**Task details**
Please extract every line from the records below that contains the word "sink", copying each one in full.

───

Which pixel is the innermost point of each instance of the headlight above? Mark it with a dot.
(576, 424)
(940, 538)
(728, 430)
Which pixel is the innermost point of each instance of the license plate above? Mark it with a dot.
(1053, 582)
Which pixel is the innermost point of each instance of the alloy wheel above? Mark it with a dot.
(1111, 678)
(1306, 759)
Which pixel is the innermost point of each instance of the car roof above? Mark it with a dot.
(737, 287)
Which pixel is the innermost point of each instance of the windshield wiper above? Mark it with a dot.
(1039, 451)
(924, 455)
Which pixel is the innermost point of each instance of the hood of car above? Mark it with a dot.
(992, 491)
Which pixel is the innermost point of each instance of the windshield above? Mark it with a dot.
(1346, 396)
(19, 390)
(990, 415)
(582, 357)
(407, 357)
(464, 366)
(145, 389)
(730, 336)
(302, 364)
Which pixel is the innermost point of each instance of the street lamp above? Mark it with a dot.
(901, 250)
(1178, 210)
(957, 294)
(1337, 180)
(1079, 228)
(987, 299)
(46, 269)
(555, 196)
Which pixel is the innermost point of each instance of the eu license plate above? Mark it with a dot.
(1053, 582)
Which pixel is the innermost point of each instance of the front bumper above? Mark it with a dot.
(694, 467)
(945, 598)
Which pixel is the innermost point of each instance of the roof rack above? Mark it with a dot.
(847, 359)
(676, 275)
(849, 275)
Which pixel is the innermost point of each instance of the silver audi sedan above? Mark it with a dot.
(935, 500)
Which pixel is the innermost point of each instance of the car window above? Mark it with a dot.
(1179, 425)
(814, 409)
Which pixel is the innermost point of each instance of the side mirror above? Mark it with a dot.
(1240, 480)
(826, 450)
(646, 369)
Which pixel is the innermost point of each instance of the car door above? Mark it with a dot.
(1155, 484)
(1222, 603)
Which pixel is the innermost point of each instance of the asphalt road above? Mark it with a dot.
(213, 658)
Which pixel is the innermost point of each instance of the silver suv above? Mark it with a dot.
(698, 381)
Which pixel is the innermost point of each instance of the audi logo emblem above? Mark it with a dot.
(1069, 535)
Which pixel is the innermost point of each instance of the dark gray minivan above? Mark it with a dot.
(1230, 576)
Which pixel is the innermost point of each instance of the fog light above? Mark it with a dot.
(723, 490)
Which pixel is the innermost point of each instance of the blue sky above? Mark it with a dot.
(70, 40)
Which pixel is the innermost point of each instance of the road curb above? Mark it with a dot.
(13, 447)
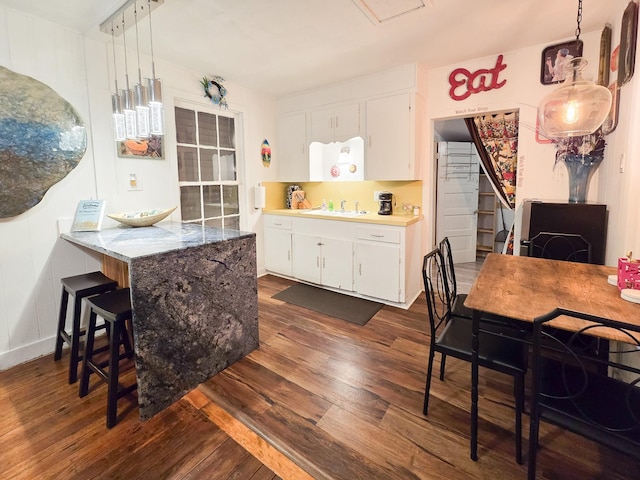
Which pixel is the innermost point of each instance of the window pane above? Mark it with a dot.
(190, 203)
(227, 132)
(208, 164)
(185, 126)
(230, 195)
(187, 164)
(207, 129)
(232, 222)
(212, 203)
(227, 165)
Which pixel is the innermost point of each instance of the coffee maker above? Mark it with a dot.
(385, 200)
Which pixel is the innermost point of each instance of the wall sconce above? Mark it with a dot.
(578, 107)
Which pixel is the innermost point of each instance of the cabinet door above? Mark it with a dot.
(346, 122)
(337, 263)
(277, 251)
(377, 270)
(306, 257)
(322, 124)
(388, 143)
(292, 148)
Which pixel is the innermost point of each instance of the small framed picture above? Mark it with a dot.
(628, 34)
(555, 58)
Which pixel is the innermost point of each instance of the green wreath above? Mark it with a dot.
(214, 90)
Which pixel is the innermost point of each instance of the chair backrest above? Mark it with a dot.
(597, 397)
(570, 247)
(449, 270)
(435, 289)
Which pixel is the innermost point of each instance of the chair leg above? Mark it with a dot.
(519, 394)
(427, 389)
(74, 359)
(64, 301)
(88, 355)
(114, 370)
(442, 364)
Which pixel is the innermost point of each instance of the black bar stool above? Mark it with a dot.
(79, 287)
(115, 309)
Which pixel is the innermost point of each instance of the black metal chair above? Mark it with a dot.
(570, 247)
(598, 398)
(501, 349)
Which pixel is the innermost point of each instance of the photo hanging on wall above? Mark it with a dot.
(151, 148)
(555, 58)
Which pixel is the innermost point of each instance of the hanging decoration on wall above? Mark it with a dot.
(215, 91)
(42, 138)
(265, 152)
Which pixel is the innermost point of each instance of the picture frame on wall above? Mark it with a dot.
(627, 53)
(151, 148)
(555, 59)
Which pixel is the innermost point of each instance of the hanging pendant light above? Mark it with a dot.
(140, 91)
(119, 129)
(156, 109)
(128, 103)
(578, 107)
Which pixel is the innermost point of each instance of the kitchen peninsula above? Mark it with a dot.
(194, 298)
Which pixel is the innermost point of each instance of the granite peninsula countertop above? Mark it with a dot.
(370, 217)
(127, 243)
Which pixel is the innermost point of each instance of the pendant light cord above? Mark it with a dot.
(579, 20)
(153, 65)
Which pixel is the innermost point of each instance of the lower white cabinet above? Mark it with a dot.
(324, 261)
(366, 260)
(277, 245)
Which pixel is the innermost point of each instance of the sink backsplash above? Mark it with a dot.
(405, 194)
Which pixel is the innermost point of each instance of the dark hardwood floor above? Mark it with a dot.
(321, 398)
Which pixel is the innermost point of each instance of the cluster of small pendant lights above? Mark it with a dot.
(137, 113)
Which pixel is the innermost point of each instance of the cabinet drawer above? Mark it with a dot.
(378, 235)
(275, 221)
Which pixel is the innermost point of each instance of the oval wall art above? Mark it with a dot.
(42, 138)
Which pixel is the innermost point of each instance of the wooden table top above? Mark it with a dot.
(524, 288)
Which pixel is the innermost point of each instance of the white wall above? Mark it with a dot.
(32, 257)
(537, 177)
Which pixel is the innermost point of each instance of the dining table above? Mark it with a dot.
(521, 288)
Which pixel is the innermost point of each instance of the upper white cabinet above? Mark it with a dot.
(293, 149)
(335, 124)
(393, 141)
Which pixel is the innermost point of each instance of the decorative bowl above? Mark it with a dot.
(144, 218)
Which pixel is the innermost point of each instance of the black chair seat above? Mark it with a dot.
(498, 351)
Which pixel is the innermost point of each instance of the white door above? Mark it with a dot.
(457, 198)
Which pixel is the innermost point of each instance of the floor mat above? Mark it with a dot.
(346, 307)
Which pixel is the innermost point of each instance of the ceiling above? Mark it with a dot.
(285, 46)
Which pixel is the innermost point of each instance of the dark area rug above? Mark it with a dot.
(351, 309)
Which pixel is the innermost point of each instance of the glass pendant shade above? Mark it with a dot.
(119, 129)
(142, 110)
(130, 119)
(578, 107)
(156, 109)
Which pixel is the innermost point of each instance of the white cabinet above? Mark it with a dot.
(324, 261)
(378, 268)
(292, 149)
(277, 244)
(394, 140)
(335, 124)
(366, 260)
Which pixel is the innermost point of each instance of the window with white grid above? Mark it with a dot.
(207, 167)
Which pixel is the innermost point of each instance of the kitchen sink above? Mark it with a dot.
(335, 213)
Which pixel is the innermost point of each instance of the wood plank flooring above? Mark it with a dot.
(345, 402)
(321, 398)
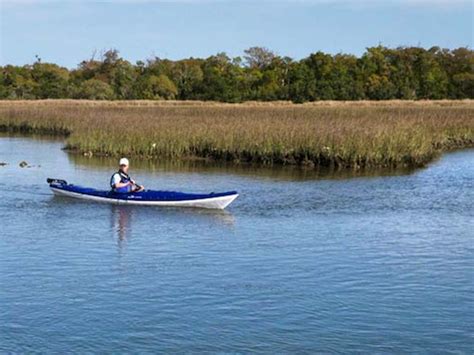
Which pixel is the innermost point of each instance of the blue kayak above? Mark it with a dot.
(147, 197)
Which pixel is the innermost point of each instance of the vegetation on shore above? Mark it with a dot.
(338, 134)
(381, 73)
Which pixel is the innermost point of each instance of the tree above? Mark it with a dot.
(159, 87)
(258, 57)
(94, 89)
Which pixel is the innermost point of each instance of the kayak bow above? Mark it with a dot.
(147, 198)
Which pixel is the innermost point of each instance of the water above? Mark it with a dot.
(299, 263)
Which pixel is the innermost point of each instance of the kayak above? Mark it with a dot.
(147, 197)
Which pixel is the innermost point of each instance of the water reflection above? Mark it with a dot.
(121, 219)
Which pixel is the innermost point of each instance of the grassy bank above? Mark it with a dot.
(341, 134)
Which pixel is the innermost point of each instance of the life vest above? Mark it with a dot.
(124, 178)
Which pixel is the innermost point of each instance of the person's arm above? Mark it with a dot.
(118, 185)
(117, 182)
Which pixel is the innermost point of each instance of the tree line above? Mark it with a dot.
(380, 73)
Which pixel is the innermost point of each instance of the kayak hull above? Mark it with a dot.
(147, 198)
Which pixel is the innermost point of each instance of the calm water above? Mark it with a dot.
(299, 263)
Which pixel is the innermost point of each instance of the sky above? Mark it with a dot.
(69, 31)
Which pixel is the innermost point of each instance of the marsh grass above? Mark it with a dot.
(335, 134)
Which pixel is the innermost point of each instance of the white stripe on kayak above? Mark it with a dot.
(220, 202)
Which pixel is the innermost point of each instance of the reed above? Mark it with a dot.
(340, 134)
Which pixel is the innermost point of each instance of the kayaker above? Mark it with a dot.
(121, 182)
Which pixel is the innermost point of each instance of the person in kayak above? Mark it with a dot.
(121, 182)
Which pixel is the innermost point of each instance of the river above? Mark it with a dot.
(300, 262)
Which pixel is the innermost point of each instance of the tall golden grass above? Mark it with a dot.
(341, 134)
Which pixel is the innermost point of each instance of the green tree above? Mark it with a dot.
(94, 89)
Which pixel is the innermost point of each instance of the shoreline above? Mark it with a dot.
(334, 135)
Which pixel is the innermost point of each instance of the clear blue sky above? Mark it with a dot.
(68, 31)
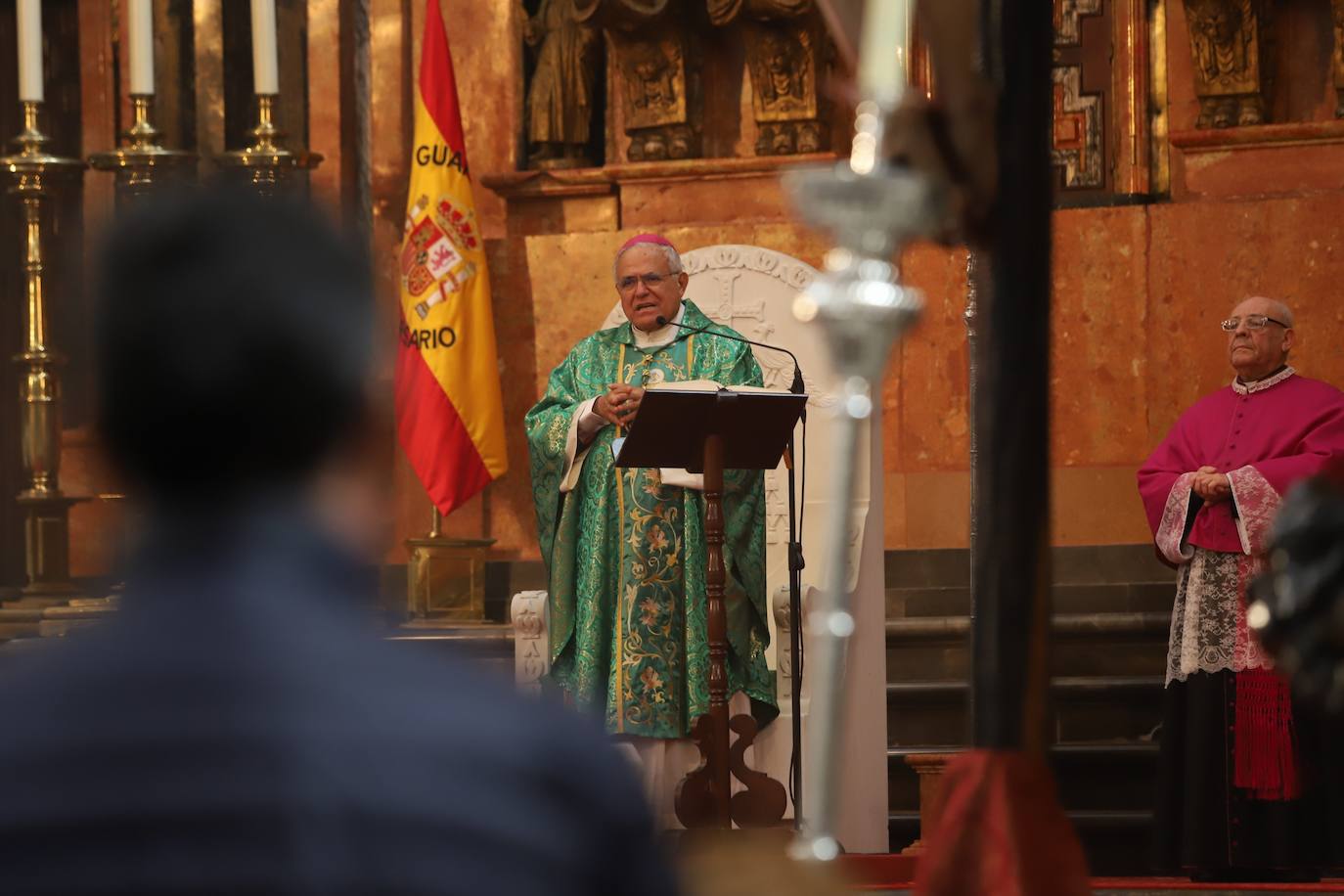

───

**Finished answer**
Which pixel is the innermost point of each instance of the sink backsplash above? Mark it with a dot.
Which pixel is the innermost point of each instance of the kitchen sink above? Mark it with a dot.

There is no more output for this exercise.